Whichever way you choose, proceed to obtain the data by executing code in dbg-data-preparation from your Amazon SageMaker notebook instance, and come to the next section of this readme when finished.

3. Data analysis

After we prepared the data, we did some preliminary analysis and observed that :

  • Minimum and maximum prices during an interval are possible indicators of closing Price, in that during an upward trend of prices, closing price is closer to maximum price, whereas during a downward trend it is closer to minimum price.
  • Minimum and maximum price during an interval are possible indicators of opening Price, in that during an upward trend of prices, opening price is closer to minimum price, whereas during a downward trend it is closer to maximum price.
  • Opening price during an interval is possible indicator of closing Price, in that during an upward trend of prices, closing price is above opening price, whereas during a downward trend it is below opening price.

The insights above are useful because while predicting closing price of stocks, these insights indicate that we could use these other metrics as determining features that has influence on the target metric. We'll use this insight when we build the deep neural network models in next two sections.

As one would imagine, individual stocks' movement doesn't exist in vacuum. Often times, companies in related industries, or in similar businesses, follow similar patterns. If we could find similar companies' stocks, it would allow us to use these other stocks as exogenous time series, while predicting a particular stock as main time series.
====================
» **EXERCISE DESCRIPTION**: Continue the stock price analysis from the last sentence above, which ends with the idea of using similar companies' stocks as exogenous time series. The records come from a separate source and have no connection to the stock price analysis above.
====================
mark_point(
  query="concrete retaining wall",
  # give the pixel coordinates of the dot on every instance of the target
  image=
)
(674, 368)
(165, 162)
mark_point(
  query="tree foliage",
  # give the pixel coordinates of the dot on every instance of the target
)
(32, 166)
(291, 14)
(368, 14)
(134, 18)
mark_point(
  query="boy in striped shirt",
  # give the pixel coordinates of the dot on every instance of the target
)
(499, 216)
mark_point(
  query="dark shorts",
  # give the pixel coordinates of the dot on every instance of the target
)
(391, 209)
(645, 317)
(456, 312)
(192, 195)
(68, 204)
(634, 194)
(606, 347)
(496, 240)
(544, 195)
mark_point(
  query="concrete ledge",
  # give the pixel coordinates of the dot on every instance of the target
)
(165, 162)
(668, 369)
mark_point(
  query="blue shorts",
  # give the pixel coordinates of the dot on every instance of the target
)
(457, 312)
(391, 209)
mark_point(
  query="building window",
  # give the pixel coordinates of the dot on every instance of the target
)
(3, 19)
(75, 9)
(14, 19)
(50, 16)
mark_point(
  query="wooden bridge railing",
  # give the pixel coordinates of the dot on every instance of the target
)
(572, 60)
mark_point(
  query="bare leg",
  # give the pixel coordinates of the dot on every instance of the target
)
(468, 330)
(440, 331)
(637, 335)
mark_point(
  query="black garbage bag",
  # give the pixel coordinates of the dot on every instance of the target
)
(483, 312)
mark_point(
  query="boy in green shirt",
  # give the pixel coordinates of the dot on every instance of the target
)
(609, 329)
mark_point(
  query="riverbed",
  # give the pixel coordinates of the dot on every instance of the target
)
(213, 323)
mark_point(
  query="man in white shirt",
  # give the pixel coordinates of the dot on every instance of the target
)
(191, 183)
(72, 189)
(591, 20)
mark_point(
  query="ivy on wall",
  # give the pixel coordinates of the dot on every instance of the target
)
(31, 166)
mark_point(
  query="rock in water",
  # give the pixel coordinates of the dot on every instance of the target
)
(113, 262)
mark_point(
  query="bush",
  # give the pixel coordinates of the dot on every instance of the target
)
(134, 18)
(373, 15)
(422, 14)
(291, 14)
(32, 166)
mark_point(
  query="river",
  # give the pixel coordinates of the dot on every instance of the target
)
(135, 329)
====================
» **RESPONSE TO THE EXERCISE**:
Empirically, we can assume that companies in similar industries, such as the automobile or telecommunication industries would have some bearing on each others' price movements. In order to confirm this intuition, you can execute the code in dbg-stock-clustering notebook, to have the similar stocks clustered, using the HDBSCAN algorithm.

Although the clustering result may vary depending on the time period you choose while running the algorithm and the similarity function you choose, for the stocks in this dataset, they should be clustered somewhat similarly as shown in the diagram below.

Clustered stock view (expand for diagram)

Some prominent clusters are highlighted manually in this image, based on the clustering algorithm output.

Create bucket screenshot


To see for yourself, you can execute the code in dbg-stock-clustering from your Amazon SageMaker notebook instance and come to the next section of this readme when finished.

4. Custom Recurrent Neural Network (RNN)

Forecasting the evolution of events over time is essential in many applications, such as financial analysis, climatology, logistics, and supply chain management. Although predicting the future is hard, and requires availability of reliable and effective indicators, the infrastructure tools and algorithmic techniques are readily available on AWS.

Following two modules in this workshop will provide you with an understanding of how Recurrent Neural Network (RNN)-based deep learning algorithms can be applied to sequential data, such as the stock market data. You'll also know where to start if you decide to use an AWS provided algorithm for this purpose.

At a high level, you'll follow the plan as described in the session plan diagram:

Session plan diagram

As a first step, you'll use a custom RNN-based algorithm, following the dbg-custom-rnn notebook. Since the data preparation steps have already been completed in previous modules, you'll simply submit your model to Amazon SageMaker for training. Once trained, you'll deploy the model to generate predictions, forecast future stock values, and visualize within the notebook to see the performance of the model you deployed.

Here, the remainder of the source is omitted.